**SET TASK**: Lay out the rows from the line containing "Spot the blue" through the last row as a JSON list of strings, one string per line, leaving out any blank lines.

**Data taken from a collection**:
____________

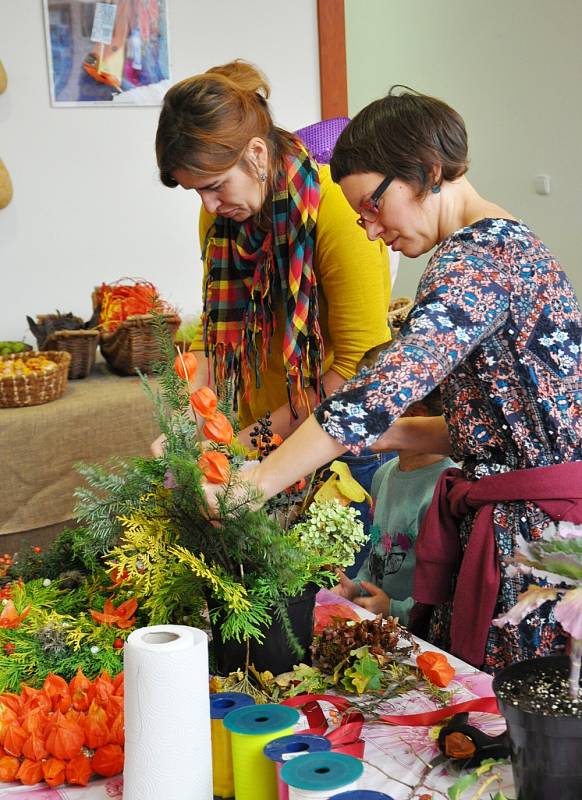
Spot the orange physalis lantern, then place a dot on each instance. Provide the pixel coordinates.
(14, 738)
(204, 402)
(78, 770)
(10, 618)
(186, 366)
(53, 771)
(218, 429)
(56, 688)
(79, 688)
(436, 668)
(215, 466)
(30, 772)
(9, 766)
(34, 747)
(64, 738)
(108, 760)
(95, 726)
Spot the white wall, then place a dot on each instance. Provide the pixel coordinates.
(513, 69)
(88, 206)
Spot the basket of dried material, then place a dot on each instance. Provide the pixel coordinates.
(128, 341)
(68, 333)
(32, 378)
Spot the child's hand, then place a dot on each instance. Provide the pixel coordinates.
(346, 587)
(378, 602)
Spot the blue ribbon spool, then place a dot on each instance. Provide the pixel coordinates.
(222, 703)
(294, 745)
(361, 794)
(261, 719)
(322, 771)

____________

**TASK RESULT**:
[
  "Spot the blue ribbon spool, then place a dot on each instance. Provide the pixel coordinates.",
  "(222, 703)",
  "(294, 745)",
  "(361, 794)",
  "(261, 719)",
  "(322, 771)"
]